- What needs to be done
Count the lines in the data below that contain the string "colored". Reply with the number alone.

- Provided data
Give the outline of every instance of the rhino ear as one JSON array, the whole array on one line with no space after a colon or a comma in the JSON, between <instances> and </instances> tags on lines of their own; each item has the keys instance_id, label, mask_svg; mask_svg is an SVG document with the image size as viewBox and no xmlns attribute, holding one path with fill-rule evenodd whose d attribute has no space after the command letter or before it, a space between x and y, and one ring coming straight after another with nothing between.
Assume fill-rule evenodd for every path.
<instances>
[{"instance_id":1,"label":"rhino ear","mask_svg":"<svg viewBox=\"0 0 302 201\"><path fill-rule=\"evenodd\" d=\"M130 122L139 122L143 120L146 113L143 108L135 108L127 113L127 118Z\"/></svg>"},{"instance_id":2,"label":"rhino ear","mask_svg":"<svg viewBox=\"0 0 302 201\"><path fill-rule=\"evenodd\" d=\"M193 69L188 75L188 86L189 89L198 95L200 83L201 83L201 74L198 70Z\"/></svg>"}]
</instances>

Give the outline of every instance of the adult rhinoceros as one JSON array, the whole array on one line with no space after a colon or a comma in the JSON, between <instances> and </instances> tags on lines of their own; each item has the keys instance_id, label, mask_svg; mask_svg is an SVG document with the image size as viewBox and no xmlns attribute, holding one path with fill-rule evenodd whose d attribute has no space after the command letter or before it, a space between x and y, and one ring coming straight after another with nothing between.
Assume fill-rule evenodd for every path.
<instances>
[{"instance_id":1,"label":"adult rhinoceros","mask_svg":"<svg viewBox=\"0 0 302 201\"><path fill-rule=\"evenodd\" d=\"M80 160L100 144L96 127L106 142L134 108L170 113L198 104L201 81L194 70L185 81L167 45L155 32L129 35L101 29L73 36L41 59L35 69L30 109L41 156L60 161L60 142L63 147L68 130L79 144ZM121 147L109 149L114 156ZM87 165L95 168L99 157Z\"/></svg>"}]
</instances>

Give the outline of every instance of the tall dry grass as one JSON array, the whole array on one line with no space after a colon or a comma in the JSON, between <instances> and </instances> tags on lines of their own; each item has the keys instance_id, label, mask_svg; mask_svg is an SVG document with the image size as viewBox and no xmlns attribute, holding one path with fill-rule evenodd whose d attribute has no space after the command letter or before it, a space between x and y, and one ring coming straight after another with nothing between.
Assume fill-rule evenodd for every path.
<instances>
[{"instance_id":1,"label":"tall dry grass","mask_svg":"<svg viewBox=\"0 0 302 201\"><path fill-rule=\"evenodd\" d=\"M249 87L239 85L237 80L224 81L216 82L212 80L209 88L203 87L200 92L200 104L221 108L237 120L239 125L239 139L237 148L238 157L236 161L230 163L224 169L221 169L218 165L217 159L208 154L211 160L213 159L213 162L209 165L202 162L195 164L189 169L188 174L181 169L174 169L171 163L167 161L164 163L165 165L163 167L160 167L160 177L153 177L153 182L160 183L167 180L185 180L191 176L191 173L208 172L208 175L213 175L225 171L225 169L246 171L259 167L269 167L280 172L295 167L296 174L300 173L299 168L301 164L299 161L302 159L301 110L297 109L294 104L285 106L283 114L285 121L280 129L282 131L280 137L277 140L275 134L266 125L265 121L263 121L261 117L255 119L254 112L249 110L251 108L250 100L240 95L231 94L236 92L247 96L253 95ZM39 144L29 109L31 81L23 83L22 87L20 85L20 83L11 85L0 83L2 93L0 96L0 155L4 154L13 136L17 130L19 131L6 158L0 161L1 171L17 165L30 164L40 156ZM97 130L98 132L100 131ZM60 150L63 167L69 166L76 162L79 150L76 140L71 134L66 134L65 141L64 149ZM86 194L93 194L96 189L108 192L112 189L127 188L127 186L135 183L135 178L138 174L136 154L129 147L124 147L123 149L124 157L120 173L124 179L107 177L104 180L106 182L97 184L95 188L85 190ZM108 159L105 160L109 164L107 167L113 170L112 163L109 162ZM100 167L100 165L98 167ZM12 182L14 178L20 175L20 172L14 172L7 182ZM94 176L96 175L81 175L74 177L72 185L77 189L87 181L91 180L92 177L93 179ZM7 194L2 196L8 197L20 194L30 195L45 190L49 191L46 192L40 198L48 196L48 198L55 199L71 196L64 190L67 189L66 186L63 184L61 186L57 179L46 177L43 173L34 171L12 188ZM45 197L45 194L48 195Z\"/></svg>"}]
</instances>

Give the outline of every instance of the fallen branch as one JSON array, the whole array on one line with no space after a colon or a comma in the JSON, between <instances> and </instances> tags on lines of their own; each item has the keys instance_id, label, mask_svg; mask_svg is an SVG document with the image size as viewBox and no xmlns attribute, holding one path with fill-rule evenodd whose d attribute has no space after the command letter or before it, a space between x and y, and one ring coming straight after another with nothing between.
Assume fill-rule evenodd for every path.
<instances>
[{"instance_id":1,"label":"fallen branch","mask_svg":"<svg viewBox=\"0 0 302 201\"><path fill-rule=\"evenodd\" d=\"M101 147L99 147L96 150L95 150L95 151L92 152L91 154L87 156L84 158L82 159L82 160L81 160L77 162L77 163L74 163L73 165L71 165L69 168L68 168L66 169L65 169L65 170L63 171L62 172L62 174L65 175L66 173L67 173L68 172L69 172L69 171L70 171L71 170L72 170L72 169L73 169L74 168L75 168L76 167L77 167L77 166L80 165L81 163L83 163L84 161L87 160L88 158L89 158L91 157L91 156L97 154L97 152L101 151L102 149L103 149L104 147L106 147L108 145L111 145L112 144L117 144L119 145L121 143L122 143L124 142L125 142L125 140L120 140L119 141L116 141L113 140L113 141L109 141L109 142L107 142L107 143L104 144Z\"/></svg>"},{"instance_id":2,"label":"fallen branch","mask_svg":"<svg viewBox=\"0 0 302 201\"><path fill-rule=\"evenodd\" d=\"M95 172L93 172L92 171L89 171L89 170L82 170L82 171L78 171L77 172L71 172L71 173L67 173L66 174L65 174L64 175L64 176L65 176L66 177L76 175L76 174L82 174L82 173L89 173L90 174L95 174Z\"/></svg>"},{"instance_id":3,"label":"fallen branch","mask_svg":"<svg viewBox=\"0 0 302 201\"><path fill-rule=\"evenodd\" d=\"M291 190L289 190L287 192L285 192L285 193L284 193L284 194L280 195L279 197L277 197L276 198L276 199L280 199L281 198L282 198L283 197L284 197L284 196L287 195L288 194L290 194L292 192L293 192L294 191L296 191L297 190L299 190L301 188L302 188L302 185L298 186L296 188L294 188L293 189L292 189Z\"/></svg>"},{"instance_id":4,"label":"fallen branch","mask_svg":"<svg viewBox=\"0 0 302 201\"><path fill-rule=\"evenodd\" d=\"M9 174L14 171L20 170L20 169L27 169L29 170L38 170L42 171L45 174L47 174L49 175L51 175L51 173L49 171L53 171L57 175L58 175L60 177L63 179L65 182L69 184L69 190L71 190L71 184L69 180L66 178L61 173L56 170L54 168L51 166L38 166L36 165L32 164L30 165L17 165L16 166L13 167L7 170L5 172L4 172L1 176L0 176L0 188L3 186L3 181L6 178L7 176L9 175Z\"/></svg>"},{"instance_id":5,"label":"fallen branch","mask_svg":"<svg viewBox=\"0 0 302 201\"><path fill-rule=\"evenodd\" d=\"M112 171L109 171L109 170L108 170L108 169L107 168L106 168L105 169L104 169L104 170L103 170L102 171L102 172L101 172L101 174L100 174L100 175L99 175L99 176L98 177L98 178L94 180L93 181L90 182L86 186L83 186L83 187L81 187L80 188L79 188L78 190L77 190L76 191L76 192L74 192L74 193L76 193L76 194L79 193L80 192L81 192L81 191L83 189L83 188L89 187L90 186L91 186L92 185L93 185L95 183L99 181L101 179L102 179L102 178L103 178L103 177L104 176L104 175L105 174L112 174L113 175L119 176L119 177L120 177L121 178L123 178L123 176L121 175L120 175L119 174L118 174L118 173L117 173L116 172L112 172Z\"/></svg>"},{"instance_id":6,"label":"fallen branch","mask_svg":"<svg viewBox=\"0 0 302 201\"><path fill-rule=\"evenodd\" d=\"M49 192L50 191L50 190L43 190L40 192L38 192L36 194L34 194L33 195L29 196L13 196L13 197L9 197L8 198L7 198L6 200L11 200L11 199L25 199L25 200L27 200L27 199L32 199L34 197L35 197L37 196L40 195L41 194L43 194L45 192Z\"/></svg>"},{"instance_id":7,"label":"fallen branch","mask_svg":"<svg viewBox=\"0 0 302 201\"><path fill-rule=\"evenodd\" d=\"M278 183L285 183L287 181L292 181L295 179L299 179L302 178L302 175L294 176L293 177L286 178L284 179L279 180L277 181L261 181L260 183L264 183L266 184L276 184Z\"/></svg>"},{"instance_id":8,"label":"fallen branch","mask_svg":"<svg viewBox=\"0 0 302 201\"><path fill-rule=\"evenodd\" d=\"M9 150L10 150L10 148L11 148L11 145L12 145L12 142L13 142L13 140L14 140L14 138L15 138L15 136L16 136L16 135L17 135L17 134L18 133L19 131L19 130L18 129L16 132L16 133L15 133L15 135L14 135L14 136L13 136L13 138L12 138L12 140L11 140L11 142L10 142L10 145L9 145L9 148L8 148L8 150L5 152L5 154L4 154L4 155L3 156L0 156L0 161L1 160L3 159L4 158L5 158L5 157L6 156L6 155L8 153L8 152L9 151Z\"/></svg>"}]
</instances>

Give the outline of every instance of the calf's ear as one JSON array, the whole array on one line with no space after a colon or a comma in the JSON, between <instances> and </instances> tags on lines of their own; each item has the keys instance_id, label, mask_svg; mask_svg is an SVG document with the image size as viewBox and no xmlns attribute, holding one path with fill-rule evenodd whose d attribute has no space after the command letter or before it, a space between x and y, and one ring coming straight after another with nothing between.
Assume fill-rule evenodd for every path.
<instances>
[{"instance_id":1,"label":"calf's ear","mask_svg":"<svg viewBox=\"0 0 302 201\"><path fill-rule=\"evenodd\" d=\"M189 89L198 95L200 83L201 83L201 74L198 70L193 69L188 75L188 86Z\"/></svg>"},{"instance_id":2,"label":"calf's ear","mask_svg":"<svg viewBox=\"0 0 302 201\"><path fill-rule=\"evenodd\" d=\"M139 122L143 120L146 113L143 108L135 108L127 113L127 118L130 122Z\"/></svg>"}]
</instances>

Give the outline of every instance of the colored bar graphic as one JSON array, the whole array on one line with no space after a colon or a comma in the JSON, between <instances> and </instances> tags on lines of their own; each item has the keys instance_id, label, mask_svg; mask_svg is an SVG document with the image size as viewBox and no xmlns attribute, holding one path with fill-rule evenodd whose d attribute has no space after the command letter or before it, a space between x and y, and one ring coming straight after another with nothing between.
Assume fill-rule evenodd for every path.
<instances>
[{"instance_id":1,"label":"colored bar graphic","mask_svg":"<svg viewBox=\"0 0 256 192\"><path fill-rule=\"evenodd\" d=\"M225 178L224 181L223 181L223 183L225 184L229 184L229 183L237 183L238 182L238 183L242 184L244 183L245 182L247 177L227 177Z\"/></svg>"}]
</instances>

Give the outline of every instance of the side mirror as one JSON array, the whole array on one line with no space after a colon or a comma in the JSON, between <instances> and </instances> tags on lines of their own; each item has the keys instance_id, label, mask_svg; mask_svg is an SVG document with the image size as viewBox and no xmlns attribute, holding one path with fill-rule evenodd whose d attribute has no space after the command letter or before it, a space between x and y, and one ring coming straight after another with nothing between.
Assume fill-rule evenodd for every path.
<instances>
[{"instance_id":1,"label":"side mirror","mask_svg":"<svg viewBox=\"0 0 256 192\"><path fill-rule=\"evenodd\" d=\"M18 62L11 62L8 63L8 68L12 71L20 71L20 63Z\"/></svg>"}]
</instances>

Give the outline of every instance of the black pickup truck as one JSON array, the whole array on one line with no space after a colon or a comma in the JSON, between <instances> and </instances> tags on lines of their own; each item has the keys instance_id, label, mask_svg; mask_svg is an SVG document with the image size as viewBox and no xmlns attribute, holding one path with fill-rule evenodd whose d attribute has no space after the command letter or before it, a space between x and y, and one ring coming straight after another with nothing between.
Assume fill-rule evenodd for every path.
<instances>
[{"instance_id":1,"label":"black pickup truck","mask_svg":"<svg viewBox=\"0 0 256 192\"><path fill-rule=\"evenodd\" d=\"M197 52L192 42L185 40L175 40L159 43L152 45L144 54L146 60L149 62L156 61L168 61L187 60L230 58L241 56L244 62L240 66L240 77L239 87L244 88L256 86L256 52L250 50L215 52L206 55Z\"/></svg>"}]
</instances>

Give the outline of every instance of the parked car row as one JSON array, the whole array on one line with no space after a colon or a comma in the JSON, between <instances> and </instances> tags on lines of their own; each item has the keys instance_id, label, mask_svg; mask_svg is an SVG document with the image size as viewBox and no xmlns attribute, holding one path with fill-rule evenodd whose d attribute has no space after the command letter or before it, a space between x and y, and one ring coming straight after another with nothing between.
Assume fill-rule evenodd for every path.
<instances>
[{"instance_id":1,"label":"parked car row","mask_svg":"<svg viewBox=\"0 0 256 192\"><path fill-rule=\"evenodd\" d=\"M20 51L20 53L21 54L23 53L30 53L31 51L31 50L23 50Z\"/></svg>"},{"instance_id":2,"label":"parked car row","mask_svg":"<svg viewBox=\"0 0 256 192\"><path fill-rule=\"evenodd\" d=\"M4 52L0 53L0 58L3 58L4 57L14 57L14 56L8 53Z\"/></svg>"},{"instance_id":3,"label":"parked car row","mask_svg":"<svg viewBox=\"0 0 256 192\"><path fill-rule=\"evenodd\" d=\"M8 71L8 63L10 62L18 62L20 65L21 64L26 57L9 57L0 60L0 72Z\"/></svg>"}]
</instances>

- Task answer
2